*WHAT YOU HAVE TO DO:* Can you gather every line of the records below that contains the word "white" and copy each one out?

*MATERIAL FOR THIS EXERCISE:*
......

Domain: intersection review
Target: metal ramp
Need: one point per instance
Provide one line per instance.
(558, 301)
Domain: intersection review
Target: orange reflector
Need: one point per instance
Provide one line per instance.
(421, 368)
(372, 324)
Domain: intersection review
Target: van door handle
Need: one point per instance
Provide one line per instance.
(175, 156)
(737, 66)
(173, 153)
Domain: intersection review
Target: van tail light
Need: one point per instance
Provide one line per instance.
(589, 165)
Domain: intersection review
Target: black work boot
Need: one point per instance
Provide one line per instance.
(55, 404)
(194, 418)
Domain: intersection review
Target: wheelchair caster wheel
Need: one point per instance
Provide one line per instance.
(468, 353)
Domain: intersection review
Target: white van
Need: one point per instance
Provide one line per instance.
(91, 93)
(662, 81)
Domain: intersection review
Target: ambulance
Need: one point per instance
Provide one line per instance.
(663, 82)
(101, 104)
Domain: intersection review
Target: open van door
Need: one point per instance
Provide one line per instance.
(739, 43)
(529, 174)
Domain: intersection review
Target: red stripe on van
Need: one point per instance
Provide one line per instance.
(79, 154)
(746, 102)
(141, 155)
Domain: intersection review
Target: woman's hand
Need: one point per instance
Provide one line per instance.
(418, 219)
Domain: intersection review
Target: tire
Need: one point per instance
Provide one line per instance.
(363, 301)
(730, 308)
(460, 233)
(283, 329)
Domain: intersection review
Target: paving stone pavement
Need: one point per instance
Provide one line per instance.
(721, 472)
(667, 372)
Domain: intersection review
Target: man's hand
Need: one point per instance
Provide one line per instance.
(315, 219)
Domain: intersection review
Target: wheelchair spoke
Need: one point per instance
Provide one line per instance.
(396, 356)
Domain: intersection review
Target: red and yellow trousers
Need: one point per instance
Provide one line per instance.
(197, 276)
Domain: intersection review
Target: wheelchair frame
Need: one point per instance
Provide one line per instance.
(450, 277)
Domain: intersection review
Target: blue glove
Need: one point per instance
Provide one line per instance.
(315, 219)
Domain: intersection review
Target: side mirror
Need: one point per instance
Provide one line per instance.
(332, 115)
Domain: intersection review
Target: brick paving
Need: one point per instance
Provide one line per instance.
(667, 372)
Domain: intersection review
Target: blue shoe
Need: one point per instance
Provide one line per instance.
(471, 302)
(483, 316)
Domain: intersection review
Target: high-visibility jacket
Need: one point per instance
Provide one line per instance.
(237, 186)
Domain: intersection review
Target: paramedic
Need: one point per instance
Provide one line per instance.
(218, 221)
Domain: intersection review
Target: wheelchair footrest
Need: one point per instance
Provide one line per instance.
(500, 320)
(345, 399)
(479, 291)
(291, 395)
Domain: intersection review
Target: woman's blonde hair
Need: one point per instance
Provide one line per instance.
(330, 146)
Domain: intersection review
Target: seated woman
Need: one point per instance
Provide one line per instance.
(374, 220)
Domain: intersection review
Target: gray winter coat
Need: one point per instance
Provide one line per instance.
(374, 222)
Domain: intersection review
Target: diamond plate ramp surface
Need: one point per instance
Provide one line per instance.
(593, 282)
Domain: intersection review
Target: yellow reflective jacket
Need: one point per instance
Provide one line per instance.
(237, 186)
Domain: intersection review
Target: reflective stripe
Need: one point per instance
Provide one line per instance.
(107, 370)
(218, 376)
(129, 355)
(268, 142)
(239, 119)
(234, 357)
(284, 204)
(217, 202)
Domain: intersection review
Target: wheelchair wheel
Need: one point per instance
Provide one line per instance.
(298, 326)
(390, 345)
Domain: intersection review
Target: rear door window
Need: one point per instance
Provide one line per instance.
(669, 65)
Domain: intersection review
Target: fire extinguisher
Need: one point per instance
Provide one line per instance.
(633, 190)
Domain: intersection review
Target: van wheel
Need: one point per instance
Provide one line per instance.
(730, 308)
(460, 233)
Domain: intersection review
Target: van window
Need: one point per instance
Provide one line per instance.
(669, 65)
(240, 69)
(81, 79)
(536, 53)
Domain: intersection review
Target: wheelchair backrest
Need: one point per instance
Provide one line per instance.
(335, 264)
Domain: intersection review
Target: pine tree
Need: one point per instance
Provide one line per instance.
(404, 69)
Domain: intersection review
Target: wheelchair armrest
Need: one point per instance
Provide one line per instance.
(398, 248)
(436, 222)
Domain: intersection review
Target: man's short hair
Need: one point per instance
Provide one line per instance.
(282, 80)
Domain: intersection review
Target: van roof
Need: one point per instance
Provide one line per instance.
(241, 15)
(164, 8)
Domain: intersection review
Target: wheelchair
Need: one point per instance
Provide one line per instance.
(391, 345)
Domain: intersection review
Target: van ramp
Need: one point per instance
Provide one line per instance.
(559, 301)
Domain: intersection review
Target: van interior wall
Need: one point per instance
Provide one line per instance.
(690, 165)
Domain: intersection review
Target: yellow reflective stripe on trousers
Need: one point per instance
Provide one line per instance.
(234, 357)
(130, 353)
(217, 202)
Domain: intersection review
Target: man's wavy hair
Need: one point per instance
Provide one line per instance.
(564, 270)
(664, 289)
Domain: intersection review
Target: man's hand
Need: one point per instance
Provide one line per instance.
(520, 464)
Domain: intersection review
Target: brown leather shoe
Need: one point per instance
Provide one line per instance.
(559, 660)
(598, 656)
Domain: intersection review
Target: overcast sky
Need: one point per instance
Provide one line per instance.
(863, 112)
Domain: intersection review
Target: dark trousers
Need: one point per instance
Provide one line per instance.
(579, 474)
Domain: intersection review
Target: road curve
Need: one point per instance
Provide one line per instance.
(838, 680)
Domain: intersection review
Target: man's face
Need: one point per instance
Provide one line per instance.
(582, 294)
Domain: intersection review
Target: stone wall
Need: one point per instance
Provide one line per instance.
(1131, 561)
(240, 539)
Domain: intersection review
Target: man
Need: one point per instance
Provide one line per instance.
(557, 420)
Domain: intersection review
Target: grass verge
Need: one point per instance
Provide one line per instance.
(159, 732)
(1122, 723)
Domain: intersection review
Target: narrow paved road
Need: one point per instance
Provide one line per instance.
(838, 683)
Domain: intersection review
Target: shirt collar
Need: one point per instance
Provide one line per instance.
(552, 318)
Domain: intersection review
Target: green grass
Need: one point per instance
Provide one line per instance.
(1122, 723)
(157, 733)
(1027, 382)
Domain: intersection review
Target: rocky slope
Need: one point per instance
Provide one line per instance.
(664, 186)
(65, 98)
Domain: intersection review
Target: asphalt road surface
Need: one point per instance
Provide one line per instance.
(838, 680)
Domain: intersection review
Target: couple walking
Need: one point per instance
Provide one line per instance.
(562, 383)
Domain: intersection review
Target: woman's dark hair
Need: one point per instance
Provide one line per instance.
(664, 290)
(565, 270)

......

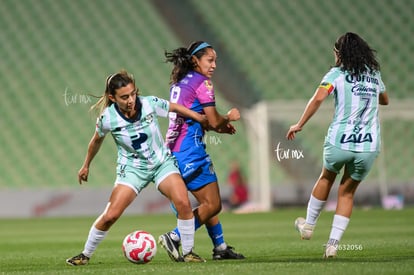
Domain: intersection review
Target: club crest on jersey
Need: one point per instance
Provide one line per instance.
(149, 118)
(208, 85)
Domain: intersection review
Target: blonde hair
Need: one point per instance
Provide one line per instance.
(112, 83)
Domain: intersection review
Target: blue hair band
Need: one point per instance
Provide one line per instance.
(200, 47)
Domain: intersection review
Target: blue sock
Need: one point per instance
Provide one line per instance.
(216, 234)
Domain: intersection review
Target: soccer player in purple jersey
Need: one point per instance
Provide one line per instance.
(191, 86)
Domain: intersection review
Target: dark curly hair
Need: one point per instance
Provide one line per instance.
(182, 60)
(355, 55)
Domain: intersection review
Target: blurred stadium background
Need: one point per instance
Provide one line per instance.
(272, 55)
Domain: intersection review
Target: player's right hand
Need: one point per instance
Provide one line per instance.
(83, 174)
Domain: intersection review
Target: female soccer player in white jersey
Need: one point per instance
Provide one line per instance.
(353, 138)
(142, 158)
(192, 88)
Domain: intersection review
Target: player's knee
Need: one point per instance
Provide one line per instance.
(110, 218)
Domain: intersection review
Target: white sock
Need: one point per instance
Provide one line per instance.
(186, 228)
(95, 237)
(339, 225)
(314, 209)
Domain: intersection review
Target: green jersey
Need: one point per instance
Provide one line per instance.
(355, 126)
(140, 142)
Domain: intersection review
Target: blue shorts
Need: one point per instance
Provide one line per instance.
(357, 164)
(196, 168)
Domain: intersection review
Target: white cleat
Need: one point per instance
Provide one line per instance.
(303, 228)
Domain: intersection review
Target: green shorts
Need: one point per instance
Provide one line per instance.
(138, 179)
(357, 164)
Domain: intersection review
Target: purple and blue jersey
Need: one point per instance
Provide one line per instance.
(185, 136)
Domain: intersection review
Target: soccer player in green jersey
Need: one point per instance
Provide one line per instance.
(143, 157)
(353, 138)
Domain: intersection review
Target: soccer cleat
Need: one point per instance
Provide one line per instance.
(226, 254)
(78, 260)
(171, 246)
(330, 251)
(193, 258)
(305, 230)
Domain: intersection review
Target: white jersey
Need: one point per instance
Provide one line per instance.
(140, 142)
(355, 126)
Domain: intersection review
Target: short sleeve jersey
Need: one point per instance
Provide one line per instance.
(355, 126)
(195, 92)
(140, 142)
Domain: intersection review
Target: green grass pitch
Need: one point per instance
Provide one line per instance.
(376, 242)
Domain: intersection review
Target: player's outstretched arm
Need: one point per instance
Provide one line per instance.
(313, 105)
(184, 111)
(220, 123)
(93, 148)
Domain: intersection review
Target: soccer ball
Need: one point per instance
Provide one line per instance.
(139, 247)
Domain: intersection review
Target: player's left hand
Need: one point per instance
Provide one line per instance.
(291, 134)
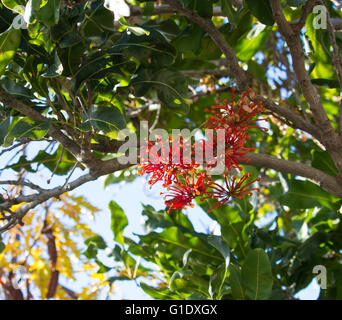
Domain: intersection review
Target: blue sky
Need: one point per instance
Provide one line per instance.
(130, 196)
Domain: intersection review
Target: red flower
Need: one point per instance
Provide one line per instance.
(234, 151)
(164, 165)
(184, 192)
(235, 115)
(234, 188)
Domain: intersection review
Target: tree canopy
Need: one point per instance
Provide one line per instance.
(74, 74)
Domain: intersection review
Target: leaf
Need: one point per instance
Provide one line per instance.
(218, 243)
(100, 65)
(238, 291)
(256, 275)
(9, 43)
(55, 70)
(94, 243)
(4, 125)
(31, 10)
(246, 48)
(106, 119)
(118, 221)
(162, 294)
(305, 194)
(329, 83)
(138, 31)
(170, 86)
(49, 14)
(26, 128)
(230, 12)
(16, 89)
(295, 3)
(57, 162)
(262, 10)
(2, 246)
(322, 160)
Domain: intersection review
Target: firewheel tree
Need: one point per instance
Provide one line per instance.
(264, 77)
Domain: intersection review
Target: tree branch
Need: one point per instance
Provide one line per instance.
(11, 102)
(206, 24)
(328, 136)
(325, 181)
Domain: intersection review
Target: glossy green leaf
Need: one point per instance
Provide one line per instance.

......

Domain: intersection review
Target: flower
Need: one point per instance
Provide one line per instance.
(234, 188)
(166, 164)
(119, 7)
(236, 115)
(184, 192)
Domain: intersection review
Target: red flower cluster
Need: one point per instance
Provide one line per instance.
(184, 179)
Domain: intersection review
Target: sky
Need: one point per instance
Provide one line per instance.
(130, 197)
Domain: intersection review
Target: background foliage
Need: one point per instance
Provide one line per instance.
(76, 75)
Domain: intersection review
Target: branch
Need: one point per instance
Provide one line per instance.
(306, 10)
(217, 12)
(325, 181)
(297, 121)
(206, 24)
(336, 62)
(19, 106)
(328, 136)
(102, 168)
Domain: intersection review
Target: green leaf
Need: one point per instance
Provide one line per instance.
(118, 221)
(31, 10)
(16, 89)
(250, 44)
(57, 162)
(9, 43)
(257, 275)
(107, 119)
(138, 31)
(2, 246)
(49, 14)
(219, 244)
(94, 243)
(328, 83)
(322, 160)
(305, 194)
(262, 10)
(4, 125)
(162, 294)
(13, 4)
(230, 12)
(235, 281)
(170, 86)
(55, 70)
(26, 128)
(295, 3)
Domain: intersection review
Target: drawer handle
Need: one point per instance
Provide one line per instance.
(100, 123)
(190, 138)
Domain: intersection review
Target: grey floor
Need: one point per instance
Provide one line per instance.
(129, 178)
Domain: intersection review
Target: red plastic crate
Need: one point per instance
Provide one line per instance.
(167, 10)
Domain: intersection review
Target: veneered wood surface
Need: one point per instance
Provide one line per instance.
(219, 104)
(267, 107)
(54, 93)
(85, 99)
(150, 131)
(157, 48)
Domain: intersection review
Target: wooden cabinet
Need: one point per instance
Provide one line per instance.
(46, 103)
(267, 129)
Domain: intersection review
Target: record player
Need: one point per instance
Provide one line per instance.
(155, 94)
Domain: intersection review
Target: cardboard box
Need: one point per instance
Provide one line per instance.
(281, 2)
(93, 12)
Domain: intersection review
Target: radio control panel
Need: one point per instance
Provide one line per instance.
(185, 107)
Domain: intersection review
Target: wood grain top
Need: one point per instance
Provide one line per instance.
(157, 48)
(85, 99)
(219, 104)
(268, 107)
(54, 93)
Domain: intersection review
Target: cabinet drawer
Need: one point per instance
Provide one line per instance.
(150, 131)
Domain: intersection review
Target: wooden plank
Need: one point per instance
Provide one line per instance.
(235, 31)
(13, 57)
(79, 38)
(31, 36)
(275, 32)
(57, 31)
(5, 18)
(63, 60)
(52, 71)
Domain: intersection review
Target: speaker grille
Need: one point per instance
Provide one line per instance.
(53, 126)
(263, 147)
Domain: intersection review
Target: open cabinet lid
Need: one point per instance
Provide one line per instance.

......

*REPLY TO THE EXERCISE:*
Target: white van
Target: female soccer player in white jersey
Target: white sock
Target: white cleat
Target: white jersey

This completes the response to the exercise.